Saved entries:
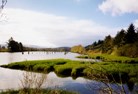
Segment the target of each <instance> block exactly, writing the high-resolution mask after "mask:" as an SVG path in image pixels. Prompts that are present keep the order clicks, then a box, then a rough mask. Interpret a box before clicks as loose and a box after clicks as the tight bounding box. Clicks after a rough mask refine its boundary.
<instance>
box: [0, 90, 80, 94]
mask: <svg viewBox="0 0 138 94" xmlns="http://www.w3.org/2000/svg"><path fill="white" fill-rule="evenodd" d="M0 94H78V93H76V92H71V91H65V90H57V89H52V90H51V89H41V90H35V89H27V90H24V89H20V90H7V91H3V92H0Z"/></svg>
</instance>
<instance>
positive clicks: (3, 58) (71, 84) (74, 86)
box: [0, 52, 129, 94]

INSTRUCTION: Output every line of the listing above as a JSON list of strings, one string per line, with blank lines and pictures omitted.

RESPONSE TO THIS TASK:
[
  "Segment the target of each <instance> block exactly, writing the high-resolution mask after \"mask:\" as an SVG path in image pixels. Prompts that are present keep the order clicks, then a box, then a rough mask. Interpret a box before clicks as loose and a box after clicks as the tight bounding box. Clicks after a rough mask refine its boundary.",
  "<instance>",
  "box: [0, 90, 80, 94]",
  "mask: <svg viewBox=\"0 0 138 94\" xmlns=\"http://www.w3.org/2000/svg\"><path fill=\"white\" fill-rule=\"evenodd\" d=\"M0 94H78V93H76V92H71V91H65V90H57V89H52V90H51V89H41V90H35V89H27V90H24V89H20V90H7V91H3V92H0Z\"/></svg>",
  "</instance>",
  "<instance>",
  "positive clicks: (3, 58) (71, 84) (74, 86)",
  "box: [0, 52, 129, 94]"
]